Requirements:
Edit the lines from the line with "outline eyeglasses" to the line with "59), (41, 56)]", changing "eyeglasses" to "sunglasses" and keeping everything else the same. Return only those lines.

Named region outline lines
....

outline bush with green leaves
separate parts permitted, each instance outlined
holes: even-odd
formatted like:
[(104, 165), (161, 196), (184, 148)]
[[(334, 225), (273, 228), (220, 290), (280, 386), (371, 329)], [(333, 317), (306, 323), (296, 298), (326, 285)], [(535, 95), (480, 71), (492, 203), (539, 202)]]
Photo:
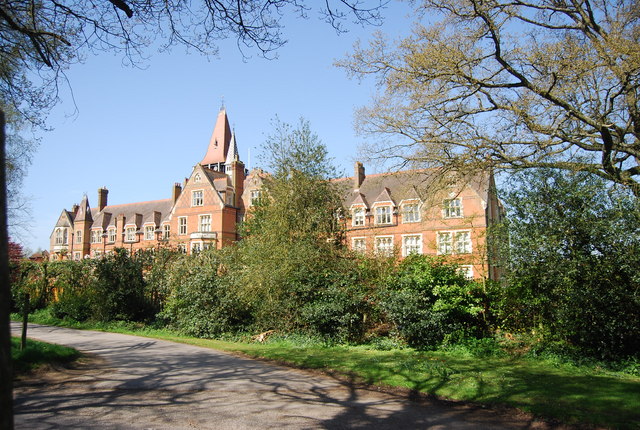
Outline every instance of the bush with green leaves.
[(168, 268), (159, 317), (184, 334), (208, 338), (251, 325), (251, 309), (226, 275), (232, 253), (233, 249), (208, 249), (175, 259)]
[(98, 321), (143, 321), (153, 317), (143, 277), (145, 254), (116, 249), (94, 260), (93, 318)]
[(492, 311), (506, 330), (536, 331), (582, 353), (640, 351), (640, 204), (586, 172), (521, 172), (503, 195), (506, 281)]
[(380, 300), (400, 336), (416, 348), (431, 348), (484, 331), (481, 287), (442, 259), (405, 258), (386, 279)]
[(93, 260), (52, 262), (49, 273), (56, 299), (51, 312), (57, 318), (86, 321), (94, 315), (95, 278)]

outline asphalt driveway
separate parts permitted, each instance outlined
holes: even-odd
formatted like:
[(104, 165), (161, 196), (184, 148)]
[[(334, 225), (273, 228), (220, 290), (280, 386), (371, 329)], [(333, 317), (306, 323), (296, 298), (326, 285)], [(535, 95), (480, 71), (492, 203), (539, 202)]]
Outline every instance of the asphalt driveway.
[(191, 345), (35, 324), (29, 337), (96, 359), (16, 384), (18, 429), (548, 428)]

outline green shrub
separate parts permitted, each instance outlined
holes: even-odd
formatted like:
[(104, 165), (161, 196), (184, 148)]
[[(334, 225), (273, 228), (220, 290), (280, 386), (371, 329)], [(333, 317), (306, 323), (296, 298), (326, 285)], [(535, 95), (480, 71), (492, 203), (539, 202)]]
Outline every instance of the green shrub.
[(86, 321), (93, 316), (96, 302), (94, 290), (94, 260), (58, 261), (51, 263), (49, 271), (57, 300), (51, 305), (56, 318)]
[(481, 290), (456, 269), (439, 259), (412, 255), (388, 277), (381, 306), (410, 346), (434, 347), (483, 331)]
[(250, 308), (224, 275), (225, 252), (230, 251), (210, 249), (176, 259), (169, 268), (166, 304), (159, 317), (197, 337), (246, 329), (252, 323)]

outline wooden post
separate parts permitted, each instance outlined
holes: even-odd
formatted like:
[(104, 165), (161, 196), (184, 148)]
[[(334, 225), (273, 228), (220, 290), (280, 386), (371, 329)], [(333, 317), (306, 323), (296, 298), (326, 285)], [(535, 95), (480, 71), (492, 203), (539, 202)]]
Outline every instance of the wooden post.
[(24, 304), (22, 305), (22, 341), (20, 342), (20, 350), (24, 351), (27, 347), (27, 324), (29, 323), (29, 306), (31, 296), (29, 293), (24, 295)]
[(7, 178), (4, 166), (5, 119), (0, 108), (0, 428), (13, 429), (13, 370), (9, 329), (9, 234), (7, 232)]

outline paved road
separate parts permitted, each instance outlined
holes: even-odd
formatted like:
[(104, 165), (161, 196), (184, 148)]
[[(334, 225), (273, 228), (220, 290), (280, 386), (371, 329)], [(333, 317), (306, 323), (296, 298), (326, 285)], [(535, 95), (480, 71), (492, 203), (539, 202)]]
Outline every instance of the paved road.
[(18, 384), (18, 429), (545, 428), (514, 414), (410, 401), (196, 346), (41, 325), (30, 325), (29, 336), (98, 360)]

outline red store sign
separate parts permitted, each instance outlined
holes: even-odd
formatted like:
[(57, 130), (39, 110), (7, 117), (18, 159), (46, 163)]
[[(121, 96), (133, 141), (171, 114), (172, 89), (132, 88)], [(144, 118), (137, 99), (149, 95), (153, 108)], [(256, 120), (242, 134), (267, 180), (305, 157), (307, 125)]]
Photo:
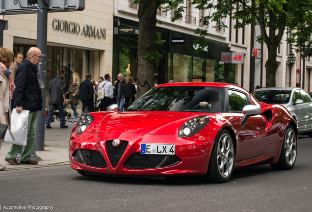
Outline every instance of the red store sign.
[(244, 53), (221, 53), (221, 61), (228, 63), (244, 63)]

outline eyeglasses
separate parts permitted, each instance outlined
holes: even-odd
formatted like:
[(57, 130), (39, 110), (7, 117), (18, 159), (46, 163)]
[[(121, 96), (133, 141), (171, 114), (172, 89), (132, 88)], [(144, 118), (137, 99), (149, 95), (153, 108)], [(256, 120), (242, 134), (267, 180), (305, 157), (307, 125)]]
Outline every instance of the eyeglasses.
[(220, 100), (218, 98), (215, 98), (215, 99), (209, 99), (209, 102), (217, 102), (219, 101)]
[(37, 56), (37, 55), (36, 55), (36, 54), (32, 54), (32, 55), (35, 55), (35, 56), (36, 56), (38, 57), (39, 59), (41, 59), (41, 56)]

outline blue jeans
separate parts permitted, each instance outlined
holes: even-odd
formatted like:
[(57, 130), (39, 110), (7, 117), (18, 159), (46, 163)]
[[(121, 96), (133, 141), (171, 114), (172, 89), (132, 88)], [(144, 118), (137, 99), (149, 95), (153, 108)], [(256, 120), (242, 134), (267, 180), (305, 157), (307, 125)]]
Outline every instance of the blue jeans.
[(76, 115), (76, 113), (77, 111), (77, 105), (71, 105), (71, 107), (72, 108), (72, 109), (74, 111), (73, 116), (75, 116)]
[(124, 97), (117, 97), (117, 105), (118, 106), (118, 111), (124, 111), (124, 101), (125, 100)]
[(50, 124), (51, 124), (51, 121), (52, 121), (51, 117), (53, 115), (53, 111), (55, 109), (58, 110), (59, 112), (59, 119), (61, 120), (61, 121), (60, 121), (61, 122), (60, 127), (63, 127), (65, 126), (66, 122), (65, 121), (64, 112), (63, 112), (63, 106), (61, 105), (49, 105), (49, 112), (48, 112), (48, 117), (47, 118), (46, 125), (50, 125)]

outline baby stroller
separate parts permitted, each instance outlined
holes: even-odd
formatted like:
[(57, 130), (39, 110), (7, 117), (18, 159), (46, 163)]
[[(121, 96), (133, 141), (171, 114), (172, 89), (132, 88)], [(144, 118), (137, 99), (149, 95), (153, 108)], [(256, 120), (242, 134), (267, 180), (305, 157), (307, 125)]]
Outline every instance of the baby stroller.
[[(68, 104), (71, 104), (73, 102), (71, 99), (65, 99), (65, 104), (63, 106), (63, 112), (64, 113), (64, 115), (65, 117), (67, 117), (67, 119), (70, 119), (72, 118), (72, 114), (71, 113), (68, 112), (65, 109), (65, 107), (66, 106), (68, 105)], [(54, 110), (54, 114), (55, 115), (55, 118), (59, 118), (59, 112), (58, 111)]]

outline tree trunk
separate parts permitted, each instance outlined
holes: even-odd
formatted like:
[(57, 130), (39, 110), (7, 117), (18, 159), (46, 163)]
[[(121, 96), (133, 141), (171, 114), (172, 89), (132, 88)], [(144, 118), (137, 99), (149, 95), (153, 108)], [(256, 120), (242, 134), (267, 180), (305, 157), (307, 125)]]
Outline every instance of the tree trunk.
[(138, 11), (139, 37), (138, 40), (138, 84), (137, 97), (140, 97), (154, 87), (156, 65), (144, 56), (147, 52), (156, 50), (153, 41), (156, 39), (157, 8), (160, 0), (140, 0)]
[(270, 45), (268, 47), (268, 59), (265, 63), (266, 71), (265, 86), (266, 87), (275, 87), (276, 69), (278, 67), (276, 61), (277, 55), (277, 46)]

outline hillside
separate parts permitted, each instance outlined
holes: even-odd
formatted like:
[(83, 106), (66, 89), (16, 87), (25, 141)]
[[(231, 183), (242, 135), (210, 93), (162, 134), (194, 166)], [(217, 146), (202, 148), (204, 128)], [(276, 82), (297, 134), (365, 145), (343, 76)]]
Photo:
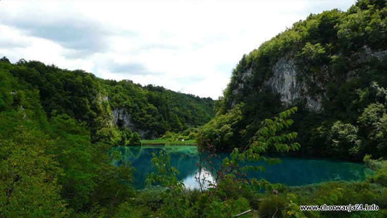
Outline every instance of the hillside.
[(311, 14), (244, 55), (202, 134), (219, 148), (241, 146), (262, 119), (297, 106), (301, 152), (387, 155), (385, 5)]
[(142, 87), (129, 80), (104, 80), (83, 70), (62, 69), (37, 61), (21, 60), (12, 64), (4, 57), (0, 73), (4, 81), (15, 83), (9, 89), (2, 86), (0, 111), (32, 107), (23, 97), (15, 99), (23, 95), (15, 88), (17, 84), (38, 95), (37, 104), (41, 104), (48, 117), (67, 114), (85, 122), (94, 142), (100, 137), (117, 142), (116, 127), (153, 138), (167, 131), (201, 125), (214, 115), (213, 102), (209, 97), (150, 85)]

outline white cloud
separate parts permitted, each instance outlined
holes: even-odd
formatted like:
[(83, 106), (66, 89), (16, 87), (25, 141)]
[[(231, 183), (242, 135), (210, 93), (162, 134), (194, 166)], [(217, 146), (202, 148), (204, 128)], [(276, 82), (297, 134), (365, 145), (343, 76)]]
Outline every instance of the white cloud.
[(217, 98), (243, 54), (353, 1), (0, 2), (0, 54)]

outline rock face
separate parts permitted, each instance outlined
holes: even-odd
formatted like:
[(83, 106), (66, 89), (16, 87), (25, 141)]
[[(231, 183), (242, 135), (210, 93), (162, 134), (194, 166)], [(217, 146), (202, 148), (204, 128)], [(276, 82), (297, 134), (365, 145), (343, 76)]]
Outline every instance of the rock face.
[(130, 114), (123, 108), (116, 108), (113, 110), (113, 122), (117, 125), (122, 125), (132, 130), (134, 125), (130, 122)]
[(265, 85), (279, 93), (281, 102), (288, 106), (300, 100), (304, 100), (311, 110), (321, 110), (321, 96), (311, 96), (307, 93), (307, 84), (297, 81), (297, 70), (294, 60), (291, 57), (280, 58), (273, 67), (273, 76)]
[(135, 125), (130, 121), (131, 115), (124, 108), (116, 108), (113, 110), (113, 122), (117, 126), (126, 127), (132, 131), (137, 132), (141, 138), (144, 138), (148, 131), (136, 128)]

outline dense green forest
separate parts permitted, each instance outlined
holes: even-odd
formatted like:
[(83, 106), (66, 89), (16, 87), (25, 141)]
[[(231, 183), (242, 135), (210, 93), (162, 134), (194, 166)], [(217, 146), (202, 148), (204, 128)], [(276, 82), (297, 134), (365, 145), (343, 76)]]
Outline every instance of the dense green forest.
[[(12, 64), (5, 57), (0, 63), (0, 70), (6, 81), (16, 80), (15, 83), (37, 92), (48, 117), (66, 114), (85, 122), (93, 142), (100, 137), (110, 137), (109, 142), (119, 138), (113, 121), (120, 130), (126, 127), (142, 132), (145, 138), (152, 138), (166, 131), (178, 132), (200, 126), (214, 114), (213, 101), (209, 97), (200, 98), (151, 85), (142, 87), (130, 81), (104, 80), (83, 70), (63, 70), (23, 59)], [(15, 97), (23, 94), (12, 88), (2, 90), (5, 102), (2, 110), (10, 109), (6, 102), (14, 98), (11, 92), (14, 92)], [(15, 102), (13, 105), (26, 107), (24, 103)], [(114, 120), (115, 110), (128, 118)]]
[[(310, 15), (244, 55), (216, 101), (1, 58), (0, 217), (387, 217), (386, 15), (382, 0)], [(285, 68), (302, 85), (284, 101), (270, 78)], [(232, 150), (212, 186), (186, 189), (163, 151), (144, 160), (154, 171), (144, 190), (130, 162), (112, 164), (113, 146), (179, 132), (196, 137), (201, 170)], [(363, 160), (375, 173), (296, 187), (246, 179), (264, 170), (253, 162), (278, 163), (272, 151)], [(379, 210), (299, 208), (354, 204)]]
[(301, 153), (387, 156), (385, 4), (311, 14), (243, 55), (204, 135), (219, 148), (238, 147), (263, 118), (297, 106)]

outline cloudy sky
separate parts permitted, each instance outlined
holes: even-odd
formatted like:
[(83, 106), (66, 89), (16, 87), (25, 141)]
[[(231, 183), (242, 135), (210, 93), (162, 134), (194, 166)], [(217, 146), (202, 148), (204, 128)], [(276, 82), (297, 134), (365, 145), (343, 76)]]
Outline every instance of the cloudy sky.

....

Exercise output:
outline sunglasses
separate parts permitted, each instance outlined
holes: even-odd
formatted like:
[(57, 130), (39, 110), (7, 117), (18, 159), (46, 163)]
[[(121, 96), (133, 141), (171, 114), (172, 89), (132, 88)], [(144, 118), (137, 99), (149, 95), (153, 108)], [(256, 120), (242, 134), (267, 180), (305, 157), (307, 125)]]
Outline every instance of the sunglasses.
[(220, 100), (218, 98), (215, 98), (215, 99), (209, 99), (209, 102), (217, 102), (219, 101)]
[(37, 56), (37, 55), (36, 55), (36, 54), (32, 54), (32, 55), (35, 55), (35, 56), (36, 56), (38, 57), (39, 59), (41, 59), (41, 56)]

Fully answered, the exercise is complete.